The NRPS gene analysis shows that all amplified NRPS fragments were closely related to the Bacillus NRPS gene with various similarities (Table 4). Previous research has showed that Bacillus subtilis and Bacillus flexus with antimicrobial activity against Vibrio species were also harboring PKS and NRPS genes [22]. Polyketide synthase (PKS) and nonribosomal peptide synthetase are the enzymes with multidomains which are responsible for bioactive compound production in many microorganisms, specifically bacteria, actinobacteria, and fungi. Moreover, the NRPS gene has a significant role with PKS in bioactive compound biosynthesis which is composed of peptides such as polypeptides and lipopeptides [23].

3.5. Profiling of the Active Compound

As the isolate with the highest antimicrobial activity, the GC- MS profile of B. cereus AKEBG23 ethyl acetate extract shows that there are 16 bioactive compounds identified in the crude extract (Figure 4). These bioactive compounds were allegedly involved directly and indirectly in the antimicrobial activity of B. cereus AKEBG23 against four pathogenic bacteria. There are five major compounds associated with antimicrobial activity, namely, butylated hydroxytoluene, diisooctyl phthalate, E-15-heptadecenal, 1-heneicosanol, and E-14-hexadecenal (Table 5).

Stored records
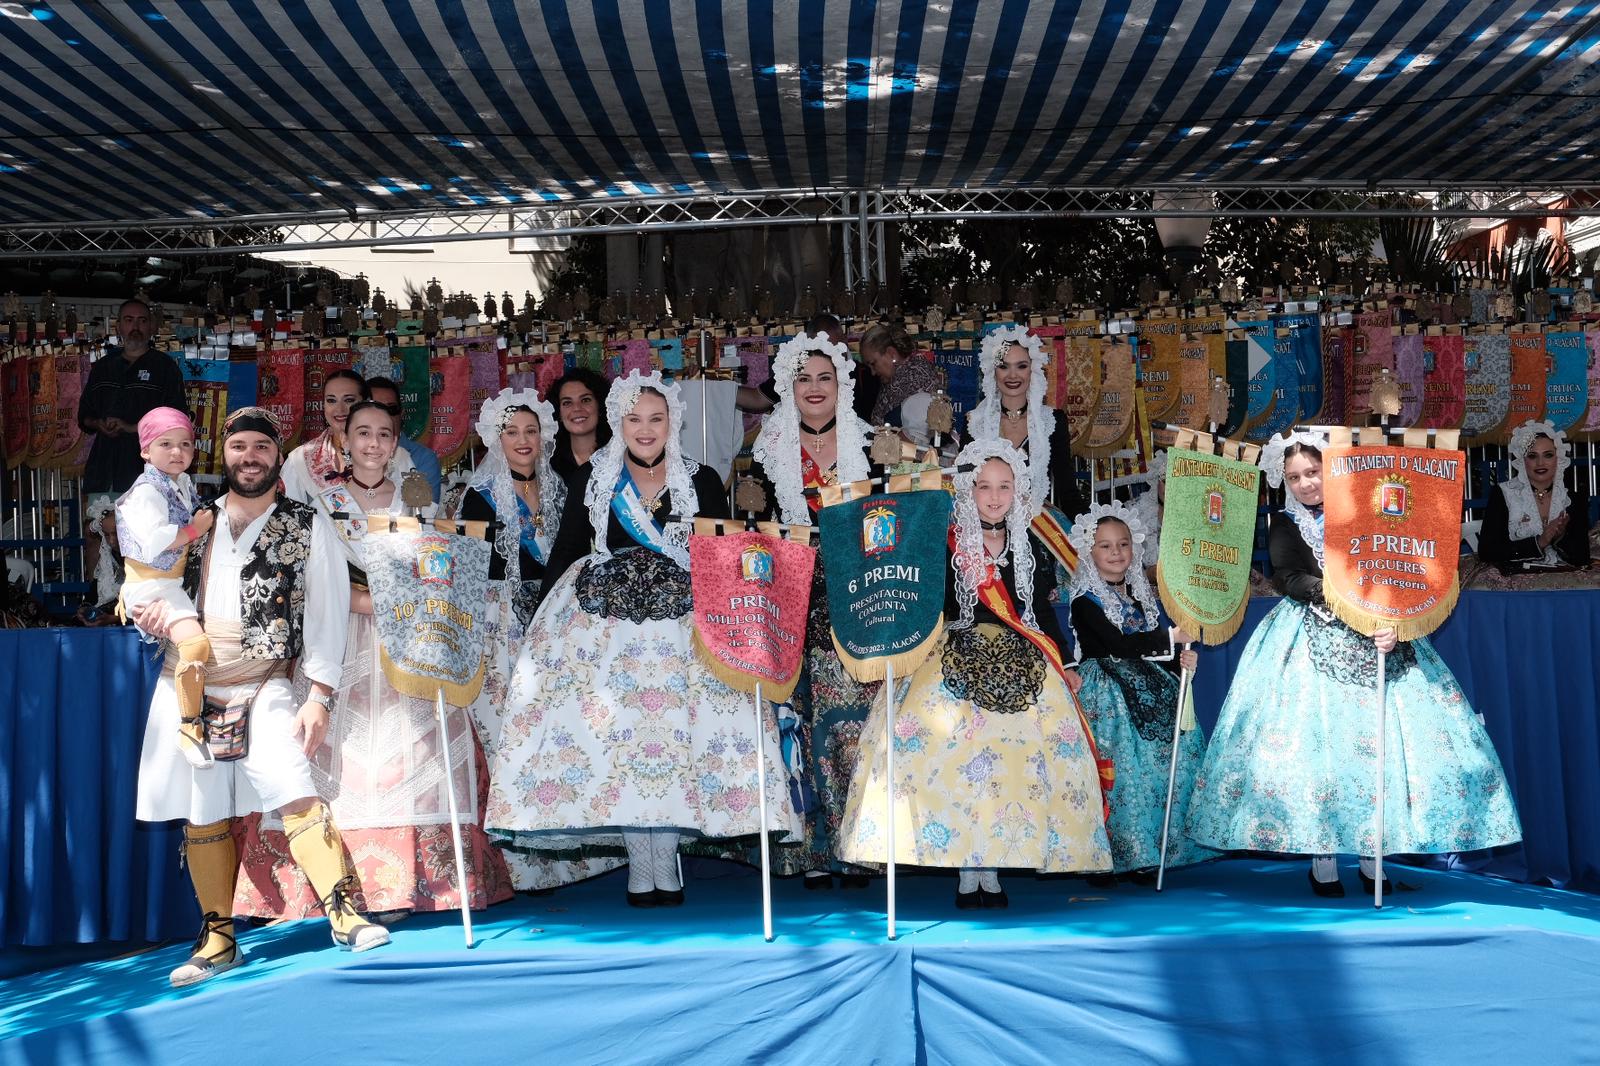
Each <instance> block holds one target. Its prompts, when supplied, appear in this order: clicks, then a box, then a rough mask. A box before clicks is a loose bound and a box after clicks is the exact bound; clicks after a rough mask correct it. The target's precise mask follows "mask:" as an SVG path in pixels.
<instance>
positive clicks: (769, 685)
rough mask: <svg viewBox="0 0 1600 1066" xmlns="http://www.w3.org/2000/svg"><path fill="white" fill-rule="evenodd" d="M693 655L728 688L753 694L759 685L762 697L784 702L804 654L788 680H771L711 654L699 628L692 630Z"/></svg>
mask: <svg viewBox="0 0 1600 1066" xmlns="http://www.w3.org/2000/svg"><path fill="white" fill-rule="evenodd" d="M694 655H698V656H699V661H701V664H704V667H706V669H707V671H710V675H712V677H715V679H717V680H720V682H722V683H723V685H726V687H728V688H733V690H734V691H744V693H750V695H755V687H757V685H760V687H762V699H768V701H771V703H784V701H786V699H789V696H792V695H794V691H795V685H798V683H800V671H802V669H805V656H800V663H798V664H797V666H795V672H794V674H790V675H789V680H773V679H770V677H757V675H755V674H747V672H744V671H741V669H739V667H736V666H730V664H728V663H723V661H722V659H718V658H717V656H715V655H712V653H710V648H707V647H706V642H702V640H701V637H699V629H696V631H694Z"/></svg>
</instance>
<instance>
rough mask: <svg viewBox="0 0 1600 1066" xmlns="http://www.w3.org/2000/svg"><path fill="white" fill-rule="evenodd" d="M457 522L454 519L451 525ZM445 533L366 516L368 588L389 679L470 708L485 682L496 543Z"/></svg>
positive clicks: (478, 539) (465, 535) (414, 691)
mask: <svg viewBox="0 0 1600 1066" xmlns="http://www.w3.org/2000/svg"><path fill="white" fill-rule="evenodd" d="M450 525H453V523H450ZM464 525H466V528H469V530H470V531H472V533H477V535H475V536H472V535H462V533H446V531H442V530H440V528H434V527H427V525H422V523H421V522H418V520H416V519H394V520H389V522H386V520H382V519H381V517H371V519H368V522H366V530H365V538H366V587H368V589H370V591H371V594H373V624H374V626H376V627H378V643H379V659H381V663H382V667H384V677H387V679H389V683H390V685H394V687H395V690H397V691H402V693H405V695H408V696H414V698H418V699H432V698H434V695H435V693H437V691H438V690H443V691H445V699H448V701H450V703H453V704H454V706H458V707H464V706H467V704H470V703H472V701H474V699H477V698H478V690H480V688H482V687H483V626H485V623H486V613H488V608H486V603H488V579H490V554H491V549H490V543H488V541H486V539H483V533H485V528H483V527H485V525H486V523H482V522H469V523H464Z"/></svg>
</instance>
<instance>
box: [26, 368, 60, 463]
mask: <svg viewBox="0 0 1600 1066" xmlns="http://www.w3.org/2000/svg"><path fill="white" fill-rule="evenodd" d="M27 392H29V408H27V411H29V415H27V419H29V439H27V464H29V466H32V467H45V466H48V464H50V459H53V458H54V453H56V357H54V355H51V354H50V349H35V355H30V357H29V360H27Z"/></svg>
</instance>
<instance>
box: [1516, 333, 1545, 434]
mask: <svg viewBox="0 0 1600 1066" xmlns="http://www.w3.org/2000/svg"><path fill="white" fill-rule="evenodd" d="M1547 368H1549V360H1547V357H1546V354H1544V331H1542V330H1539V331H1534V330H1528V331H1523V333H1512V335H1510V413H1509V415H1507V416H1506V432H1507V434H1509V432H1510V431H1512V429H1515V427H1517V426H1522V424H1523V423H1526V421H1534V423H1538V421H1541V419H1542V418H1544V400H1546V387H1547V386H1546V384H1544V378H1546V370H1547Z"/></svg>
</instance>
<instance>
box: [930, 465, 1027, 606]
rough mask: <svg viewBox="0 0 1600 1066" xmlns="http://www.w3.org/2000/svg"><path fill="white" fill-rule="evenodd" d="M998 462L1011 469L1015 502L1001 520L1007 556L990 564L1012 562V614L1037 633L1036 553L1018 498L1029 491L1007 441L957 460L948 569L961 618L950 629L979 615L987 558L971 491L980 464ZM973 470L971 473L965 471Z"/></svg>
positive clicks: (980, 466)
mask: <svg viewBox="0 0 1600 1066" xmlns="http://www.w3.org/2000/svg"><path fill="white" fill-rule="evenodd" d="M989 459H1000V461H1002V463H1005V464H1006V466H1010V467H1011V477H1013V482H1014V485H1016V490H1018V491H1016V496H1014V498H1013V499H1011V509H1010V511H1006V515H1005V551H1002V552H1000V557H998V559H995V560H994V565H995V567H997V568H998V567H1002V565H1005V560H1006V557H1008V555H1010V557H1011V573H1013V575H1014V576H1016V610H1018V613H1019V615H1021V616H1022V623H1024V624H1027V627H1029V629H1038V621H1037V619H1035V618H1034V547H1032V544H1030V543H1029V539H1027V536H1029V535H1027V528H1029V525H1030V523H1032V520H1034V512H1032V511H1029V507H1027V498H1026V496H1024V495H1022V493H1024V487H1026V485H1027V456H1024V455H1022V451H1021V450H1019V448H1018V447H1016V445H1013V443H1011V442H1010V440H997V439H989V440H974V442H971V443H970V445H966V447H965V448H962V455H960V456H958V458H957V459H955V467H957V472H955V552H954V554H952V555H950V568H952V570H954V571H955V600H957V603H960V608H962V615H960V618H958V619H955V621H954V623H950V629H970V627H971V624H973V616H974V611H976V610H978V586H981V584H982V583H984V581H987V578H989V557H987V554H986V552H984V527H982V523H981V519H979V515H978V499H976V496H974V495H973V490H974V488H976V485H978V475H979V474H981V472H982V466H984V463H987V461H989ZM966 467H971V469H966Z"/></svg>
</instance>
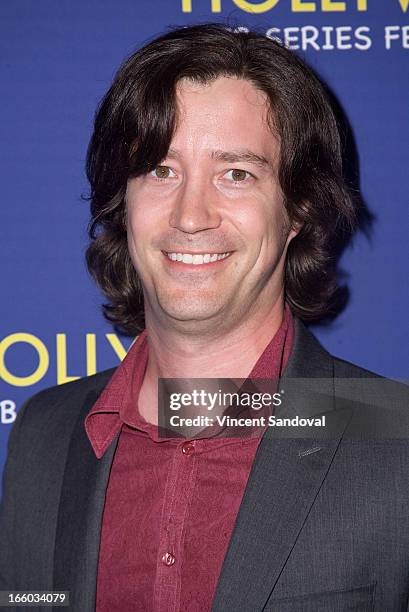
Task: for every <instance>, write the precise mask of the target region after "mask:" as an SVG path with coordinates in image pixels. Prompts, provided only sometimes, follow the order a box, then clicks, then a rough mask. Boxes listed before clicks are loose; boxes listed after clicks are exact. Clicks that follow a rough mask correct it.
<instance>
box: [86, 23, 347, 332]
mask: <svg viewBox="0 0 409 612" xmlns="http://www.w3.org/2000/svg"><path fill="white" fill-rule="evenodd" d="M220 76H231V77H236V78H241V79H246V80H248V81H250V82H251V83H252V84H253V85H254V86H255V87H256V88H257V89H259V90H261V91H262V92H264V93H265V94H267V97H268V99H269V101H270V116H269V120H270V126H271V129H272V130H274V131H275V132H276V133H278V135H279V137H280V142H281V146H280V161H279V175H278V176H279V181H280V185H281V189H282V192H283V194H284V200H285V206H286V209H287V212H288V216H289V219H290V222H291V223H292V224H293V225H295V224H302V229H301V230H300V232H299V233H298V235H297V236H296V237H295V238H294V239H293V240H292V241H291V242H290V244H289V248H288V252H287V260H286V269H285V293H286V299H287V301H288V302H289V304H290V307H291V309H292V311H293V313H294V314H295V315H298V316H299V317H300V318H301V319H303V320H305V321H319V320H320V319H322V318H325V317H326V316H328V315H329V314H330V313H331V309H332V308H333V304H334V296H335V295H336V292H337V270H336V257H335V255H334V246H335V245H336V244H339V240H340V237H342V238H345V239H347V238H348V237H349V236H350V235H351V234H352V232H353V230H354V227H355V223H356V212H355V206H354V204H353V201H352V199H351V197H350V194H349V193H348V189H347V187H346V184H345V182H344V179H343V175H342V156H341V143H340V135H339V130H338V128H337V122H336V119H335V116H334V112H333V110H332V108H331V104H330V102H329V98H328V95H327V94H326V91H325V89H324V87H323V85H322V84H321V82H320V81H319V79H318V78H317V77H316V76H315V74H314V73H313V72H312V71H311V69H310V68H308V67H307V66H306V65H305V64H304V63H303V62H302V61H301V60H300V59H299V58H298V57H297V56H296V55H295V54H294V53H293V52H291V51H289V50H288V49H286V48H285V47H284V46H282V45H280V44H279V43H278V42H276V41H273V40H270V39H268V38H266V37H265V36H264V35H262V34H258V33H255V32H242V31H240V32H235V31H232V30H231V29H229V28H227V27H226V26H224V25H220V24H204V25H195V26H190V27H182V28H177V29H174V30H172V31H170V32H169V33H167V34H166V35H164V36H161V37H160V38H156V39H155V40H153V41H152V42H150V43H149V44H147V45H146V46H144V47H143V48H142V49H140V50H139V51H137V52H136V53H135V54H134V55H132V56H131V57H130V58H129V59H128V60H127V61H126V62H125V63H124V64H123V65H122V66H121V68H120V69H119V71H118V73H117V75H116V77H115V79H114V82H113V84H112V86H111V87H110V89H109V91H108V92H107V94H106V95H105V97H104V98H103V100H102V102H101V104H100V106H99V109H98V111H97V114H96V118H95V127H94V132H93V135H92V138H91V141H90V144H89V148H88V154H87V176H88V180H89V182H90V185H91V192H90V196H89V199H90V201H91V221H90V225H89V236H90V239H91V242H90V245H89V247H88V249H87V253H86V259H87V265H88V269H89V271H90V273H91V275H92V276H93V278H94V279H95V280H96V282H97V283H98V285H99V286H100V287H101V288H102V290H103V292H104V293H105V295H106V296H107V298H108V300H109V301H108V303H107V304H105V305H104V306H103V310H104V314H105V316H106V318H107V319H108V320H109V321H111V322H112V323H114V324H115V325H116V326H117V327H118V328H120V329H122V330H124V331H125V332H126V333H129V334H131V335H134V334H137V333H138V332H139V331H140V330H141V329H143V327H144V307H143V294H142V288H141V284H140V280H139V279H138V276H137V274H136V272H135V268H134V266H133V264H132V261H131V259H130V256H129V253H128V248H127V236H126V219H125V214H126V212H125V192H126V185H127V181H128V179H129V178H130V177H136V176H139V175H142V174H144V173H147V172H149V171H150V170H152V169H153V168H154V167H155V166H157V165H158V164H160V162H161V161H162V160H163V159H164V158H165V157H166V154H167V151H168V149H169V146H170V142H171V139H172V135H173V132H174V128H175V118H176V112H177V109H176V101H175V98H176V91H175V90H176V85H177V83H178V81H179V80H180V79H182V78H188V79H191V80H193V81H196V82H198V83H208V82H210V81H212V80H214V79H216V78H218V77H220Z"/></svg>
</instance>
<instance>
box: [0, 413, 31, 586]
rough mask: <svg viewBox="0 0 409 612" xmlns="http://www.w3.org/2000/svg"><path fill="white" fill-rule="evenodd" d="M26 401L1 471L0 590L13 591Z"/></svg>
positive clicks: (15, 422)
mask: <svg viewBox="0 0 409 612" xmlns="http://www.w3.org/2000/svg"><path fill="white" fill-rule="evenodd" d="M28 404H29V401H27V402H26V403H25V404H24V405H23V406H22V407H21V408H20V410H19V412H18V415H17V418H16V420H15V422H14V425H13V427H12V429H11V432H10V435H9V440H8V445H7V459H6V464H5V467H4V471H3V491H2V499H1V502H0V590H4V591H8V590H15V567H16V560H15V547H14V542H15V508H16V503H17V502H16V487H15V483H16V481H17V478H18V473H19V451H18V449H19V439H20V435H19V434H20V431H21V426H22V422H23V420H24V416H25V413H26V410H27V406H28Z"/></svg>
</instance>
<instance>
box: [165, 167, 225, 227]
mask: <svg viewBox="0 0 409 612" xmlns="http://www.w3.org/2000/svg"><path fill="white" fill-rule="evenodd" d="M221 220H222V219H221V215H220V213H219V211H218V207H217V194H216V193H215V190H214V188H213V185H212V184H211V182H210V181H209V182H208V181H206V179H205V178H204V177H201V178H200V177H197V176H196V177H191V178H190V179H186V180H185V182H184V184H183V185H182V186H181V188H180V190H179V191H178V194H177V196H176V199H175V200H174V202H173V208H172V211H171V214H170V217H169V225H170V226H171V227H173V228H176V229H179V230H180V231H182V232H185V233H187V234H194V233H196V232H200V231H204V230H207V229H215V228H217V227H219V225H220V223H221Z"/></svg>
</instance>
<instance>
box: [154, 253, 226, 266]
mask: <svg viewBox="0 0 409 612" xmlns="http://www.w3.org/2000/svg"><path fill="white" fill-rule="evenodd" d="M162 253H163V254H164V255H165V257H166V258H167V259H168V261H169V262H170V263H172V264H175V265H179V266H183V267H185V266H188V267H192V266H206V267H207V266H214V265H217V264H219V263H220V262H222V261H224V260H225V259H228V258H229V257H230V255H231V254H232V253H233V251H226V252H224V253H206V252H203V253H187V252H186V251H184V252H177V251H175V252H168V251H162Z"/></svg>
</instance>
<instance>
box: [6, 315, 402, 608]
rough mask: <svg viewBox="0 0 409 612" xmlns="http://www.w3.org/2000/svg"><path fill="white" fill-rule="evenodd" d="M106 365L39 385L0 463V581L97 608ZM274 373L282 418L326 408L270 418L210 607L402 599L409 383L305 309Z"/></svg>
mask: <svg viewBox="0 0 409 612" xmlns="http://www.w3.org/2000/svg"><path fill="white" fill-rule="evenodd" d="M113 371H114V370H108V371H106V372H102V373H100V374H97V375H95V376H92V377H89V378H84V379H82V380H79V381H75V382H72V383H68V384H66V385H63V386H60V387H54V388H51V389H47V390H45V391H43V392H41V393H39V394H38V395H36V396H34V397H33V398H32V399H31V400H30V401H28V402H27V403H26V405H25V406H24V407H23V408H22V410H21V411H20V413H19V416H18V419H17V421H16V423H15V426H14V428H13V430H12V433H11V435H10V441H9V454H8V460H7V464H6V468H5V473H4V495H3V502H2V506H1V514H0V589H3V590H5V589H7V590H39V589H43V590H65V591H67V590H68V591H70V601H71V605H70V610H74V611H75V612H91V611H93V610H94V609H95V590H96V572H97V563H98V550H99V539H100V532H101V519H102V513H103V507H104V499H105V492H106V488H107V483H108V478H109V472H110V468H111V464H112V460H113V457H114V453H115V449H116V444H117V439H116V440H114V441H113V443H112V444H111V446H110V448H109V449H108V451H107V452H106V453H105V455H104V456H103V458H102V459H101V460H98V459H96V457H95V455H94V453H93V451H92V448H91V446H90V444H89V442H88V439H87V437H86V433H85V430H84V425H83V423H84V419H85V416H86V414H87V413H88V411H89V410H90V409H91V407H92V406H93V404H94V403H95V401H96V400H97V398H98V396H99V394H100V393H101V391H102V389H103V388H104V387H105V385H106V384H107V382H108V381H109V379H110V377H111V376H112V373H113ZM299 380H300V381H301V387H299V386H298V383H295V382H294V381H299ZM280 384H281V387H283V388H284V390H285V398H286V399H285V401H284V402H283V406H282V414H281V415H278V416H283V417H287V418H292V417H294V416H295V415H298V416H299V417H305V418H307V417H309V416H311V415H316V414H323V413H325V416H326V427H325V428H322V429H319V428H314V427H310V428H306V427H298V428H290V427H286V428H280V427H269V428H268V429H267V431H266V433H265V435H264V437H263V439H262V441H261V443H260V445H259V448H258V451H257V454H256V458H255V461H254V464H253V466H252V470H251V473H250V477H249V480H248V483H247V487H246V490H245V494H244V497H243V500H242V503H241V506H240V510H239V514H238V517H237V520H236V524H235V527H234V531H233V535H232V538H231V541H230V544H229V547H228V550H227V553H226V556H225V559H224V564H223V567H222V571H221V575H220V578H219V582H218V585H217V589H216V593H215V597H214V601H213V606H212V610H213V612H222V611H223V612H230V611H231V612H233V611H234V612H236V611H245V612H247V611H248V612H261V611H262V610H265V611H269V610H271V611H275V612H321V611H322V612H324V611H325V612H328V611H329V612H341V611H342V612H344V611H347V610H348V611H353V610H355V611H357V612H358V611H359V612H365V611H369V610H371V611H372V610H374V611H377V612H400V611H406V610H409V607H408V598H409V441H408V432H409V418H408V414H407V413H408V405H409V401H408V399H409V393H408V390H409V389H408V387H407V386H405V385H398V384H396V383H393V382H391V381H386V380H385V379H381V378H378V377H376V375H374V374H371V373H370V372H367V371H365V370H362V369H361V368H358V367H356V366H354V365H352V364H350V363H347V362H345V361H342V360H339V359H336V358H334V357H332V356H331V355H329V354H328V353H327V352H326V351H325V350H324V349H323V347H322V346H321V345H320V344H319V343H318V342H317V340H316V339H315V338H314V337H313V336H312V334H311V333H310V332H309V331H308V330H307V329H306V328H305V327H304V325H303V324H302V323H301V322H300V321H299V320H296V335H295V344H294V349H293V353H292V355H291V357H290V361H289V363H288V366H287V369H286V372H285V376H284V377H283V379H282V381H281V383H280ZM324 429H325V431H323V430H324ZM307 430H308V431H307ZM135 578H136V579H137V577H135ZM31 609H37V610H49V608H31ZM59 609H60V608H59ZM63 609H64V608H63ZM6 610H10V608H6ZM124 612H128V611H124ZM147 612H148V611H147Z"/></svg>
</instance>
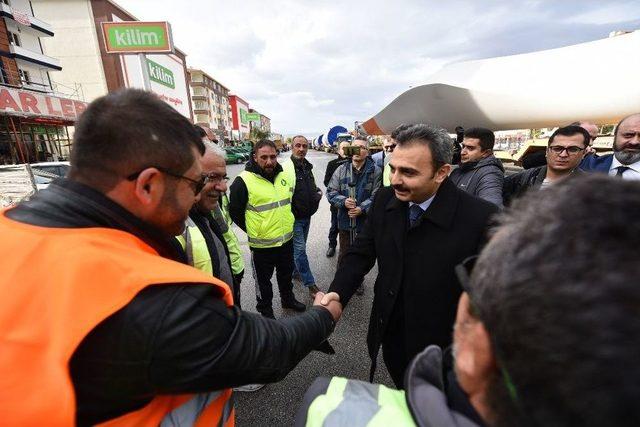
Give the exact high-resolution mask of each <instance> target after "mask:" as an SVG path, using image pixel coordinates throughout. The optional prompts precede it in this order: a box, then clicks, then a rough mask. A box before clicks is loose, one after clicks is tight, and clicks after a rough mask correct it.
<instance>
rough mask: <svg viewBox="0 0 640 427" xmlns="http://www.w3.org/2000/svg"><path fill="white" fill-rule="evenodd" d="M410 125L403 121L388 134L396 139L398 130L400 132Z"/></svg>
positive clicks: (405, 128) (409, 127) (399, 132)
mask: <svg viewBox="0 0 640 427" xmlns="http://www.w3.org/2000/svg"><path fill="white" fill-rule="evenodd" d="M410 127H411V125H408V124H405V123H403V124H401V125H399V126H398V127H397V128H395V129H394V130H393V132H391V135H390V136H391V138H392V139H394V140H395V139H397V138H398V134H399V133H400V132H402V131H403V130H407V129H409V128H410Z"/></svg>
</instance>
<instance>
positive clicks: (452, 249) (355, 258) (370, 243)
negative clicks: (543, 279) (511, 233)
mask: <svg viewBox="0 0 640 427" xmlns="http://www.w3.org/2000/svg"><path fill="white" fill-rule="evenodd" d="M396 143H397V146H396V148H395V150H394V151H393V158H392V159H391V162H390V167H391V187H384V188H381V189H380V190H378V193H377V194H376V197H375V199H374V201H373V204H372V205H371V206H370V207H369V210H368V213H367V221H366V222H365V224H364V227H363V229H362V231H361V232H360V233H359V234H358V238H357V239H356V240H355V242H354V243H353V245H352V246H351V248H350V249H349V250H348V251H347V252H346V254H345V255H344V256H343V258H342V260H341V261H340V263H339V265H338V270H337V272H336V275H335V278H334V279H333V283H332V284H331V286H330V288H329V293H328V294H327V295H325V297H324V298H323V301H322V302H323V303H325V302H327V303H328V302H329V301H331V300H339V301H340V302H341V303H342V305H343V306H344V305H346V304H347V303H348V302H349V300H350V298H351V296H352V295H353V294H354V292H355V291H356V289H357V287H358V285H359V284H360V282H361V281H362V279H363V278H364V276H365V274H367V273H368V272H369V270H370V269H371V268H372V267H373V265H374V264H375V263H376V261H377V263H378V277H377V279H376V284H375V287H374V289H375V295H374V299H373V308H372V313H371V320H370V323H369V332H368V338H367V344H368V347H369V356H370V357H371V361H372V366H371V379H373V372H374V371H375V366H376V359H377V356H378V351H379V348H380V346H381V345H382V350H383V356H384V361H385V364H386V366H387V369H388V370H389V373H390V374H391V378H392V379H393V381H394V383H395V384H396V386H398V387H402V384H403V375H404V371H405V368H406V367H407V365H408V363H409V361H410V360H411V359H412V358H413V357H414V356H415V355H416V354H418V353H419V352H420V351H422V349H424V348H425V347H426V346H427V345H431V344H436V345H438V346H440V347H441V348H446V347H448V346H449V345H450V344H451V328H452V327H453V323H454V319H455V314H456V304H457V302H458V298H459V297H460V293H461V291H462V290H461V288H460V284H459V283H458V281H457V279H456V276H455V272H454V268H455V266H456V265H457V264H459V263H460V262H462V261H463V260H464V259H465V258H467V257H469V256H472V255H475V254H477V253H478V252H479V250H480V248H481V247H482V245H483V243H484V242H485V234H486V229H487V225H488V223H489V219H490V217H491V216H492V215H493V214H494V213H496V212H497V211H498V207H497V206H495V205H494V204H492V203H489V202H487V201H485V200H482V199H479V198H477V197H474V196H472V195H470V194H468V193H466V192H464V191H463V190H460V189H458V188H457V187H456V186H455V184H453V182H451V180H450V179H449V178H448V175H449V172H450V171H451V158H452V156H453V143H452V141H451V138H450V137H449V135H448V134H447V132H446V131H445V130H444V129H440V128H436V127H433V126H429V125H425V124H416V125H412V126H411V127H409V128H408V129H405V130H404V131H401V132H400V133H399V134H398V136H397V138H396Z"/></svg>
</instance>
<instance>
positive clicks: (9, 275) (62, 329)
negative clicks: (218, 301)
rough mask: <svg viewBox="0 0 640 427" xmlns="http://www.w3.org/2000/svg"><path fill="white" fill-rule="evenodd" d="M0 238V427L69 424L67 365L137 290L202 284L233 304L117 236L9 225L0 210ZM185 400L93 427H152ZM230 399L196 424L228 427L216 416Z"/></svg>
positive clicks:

Exercise set |
1. According to the passage on NRPS genes and compound profiling, how many bioactive compounds were identified in the crude extract of B. cereus AKEBG23?
2. Using the passage on NRPS genes and compound profiling, explain why the GC-MS profile was taken of the B. cereus AKEBG23 ethyl acetate extract in particular.
3. Summarize the passage on NRPS genes and compound profiling in two sentences.

Solutions by task |
1. Sixteen bioactive compounds were identified in the crude extract.

2. B. cereus AKEBG23 was the isolate with the highest antimicrobial activity, so its ethyl acetate extract was the one profiled by GC-MS.

3. All amplified NRPS fragments were closely related to the Bacillus NRPS gene, and NRPS works with PKS in producing bioactive peptide compounds such as polypeptides and lipopeptides. GC-MS profiling of the ethyl acetate extract of B. cereus AKEBG23, the most active isolate, identified 16 bioactive compounds, five of them major compounds associated with antimicrobial activity.